• [Records to use]
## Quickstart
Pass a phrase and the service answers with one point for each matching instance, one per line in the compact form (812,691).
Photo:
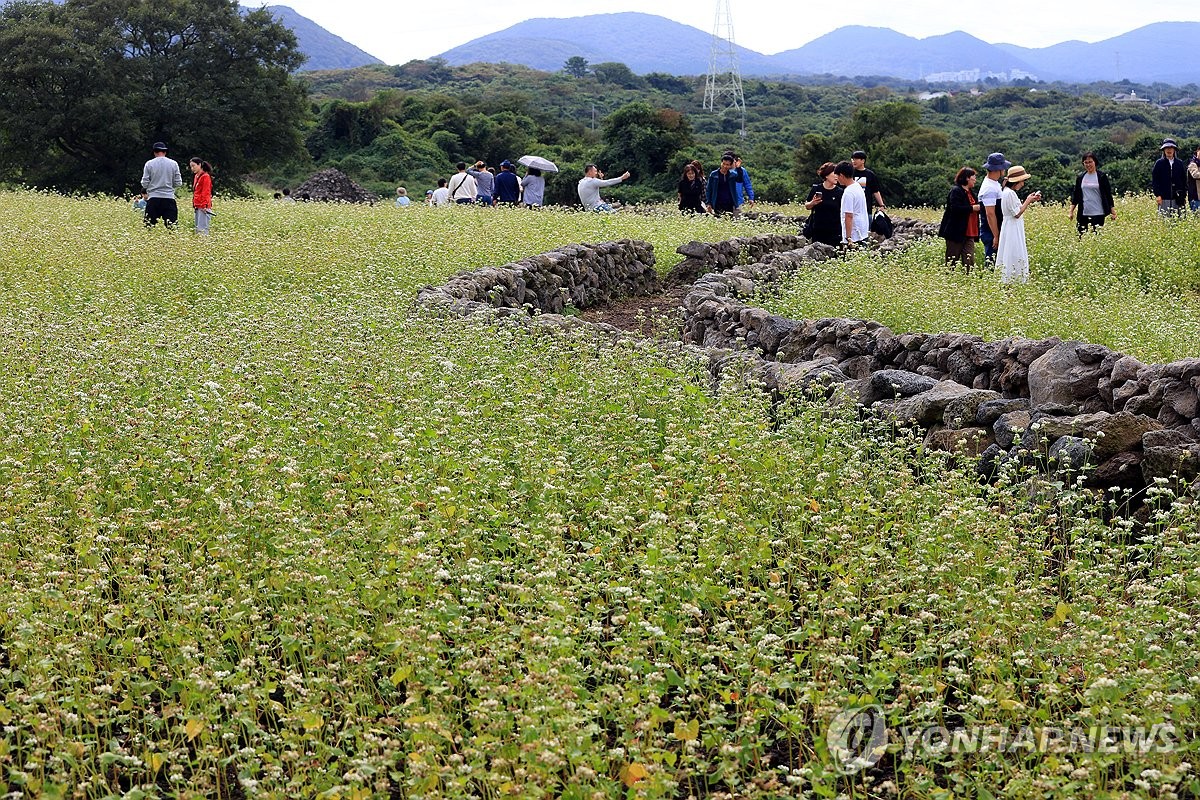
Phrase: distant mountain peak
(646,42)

---

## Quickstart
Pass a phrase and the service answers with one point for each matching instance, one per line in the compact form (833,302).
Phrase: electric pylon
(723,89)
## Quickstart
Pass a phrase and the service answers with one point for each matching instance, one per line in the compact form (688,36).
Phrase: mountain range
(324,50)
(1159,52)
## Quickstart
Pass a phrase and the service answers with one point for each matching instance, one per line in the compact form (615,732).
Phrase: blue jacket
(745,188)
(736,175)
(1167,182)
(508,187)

...

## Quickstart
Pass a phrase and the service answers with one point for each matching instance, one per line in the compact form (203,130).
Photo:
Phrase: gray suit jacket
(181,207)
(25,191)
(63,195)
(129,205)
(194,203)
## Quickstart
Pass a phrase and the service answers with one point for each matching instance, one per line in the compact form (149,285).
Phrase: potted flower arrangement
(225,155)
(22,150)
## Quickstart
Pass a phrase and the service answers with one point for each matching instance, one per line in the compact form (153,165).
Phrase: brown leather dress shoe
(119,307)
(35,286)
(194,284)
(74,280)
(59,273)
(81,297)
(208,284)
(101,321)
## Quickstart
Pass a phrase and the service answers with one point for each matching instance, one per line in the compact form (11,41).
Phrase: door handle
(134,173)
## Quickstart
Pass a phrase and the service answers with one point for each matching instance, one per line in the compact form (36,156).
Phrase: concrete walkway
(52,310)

• [Instructions to follow] Please show each line in the records above that contains "Pass".

• [Written answer]
Pass a phrase and the service answers with one point for each matching instance, one per line in the compact form (812,691).
Pass a phrase and the service answers with one point for each matching instance, one per line in the compact form (833,302).
Pass a phrase and the service answers with one point for each matching instance, one per line in the compact form (688,36).
Pass a phrase and the service answers with one point for each matching instance, one per line in the compact form (615,732).
Pass a phrase and the service answers with one point for each matching instance, one per line in the compact form (203,130).
Pass a phrase and the service answers with one point for each matching instance, one per line in the compact form (149,285).
Pass a phrase and the service answers with one point for each matching instance, one per line in the compact form (153,165).
Pass a phrase and the service answers with one point for each matching instance, one per line in the compact form (11,41).
Pass a phrase and the service answers with one point for each matching instance, one per line in the compact form (36,156).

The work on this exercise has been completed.